▸ TASK REQUIREMENTS:
Render the listing below as a Markdown table with two columns, Number and Record line, putting each line of the listing in its own numbered row and skipping any blank lines.

Entries from a pointing dataset:
>>>
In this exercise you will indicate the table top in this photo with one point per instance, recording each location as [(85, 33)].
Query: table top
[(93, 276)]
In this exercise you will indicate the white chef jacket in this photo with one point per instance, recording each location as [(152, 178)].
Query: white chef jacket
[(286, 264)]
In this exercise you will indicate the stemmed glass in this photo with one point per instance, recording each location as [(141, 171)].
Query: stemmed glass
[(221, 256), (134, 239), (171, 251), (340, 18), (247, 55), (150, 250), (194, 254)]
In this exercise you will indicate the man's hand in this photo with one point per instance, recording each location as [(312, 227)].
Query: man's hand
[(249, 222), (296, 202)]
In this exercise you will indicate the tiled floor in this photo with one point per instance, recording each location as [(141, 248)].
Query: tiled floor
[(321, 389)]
<<<
▸ SOLUTION TO THIS EXERCISE:
| Number | Record line |
|---|---|
| 1 | In this exercise you will indicate the table top in this photo with one point per instance, recording each location as [(85, 33)]. |
| 2 | Query: table top |
| 3 | [(93, 276)] |
| 4 | In this exercise you will indicate the white chef jacket in this photo with one point per instance, recording each location as [(152, 178)]. |
| 5 | Query: white chef jacket |
| 6 | [(286, 264)] |
| 7 | In this exercise you will indicate the stemmed glass in this photo with one point per instance, recording each location as [(141, 171)]. |
| 8 | Query: stemmed glass |
| 9 | [(221, 256), (134, 239), (171, 251), (340, 18), (247, 55), (150, 250), (194, 254)] |
| 10 | In this exercise you will indicate the man's hand in this photo with one point per instance, recording each location as [(312, 227)]. |
| 11 | Query: man's hand |
| 12 | [(249, 222), (296, 202)] |
| 13 | In this exercise you will indicate the tiled floor in this photo with one point per instance, recording each location as [(141, 248)]. |
| 14 | Query: tiled floor |
| 15 | [(321, 389)] |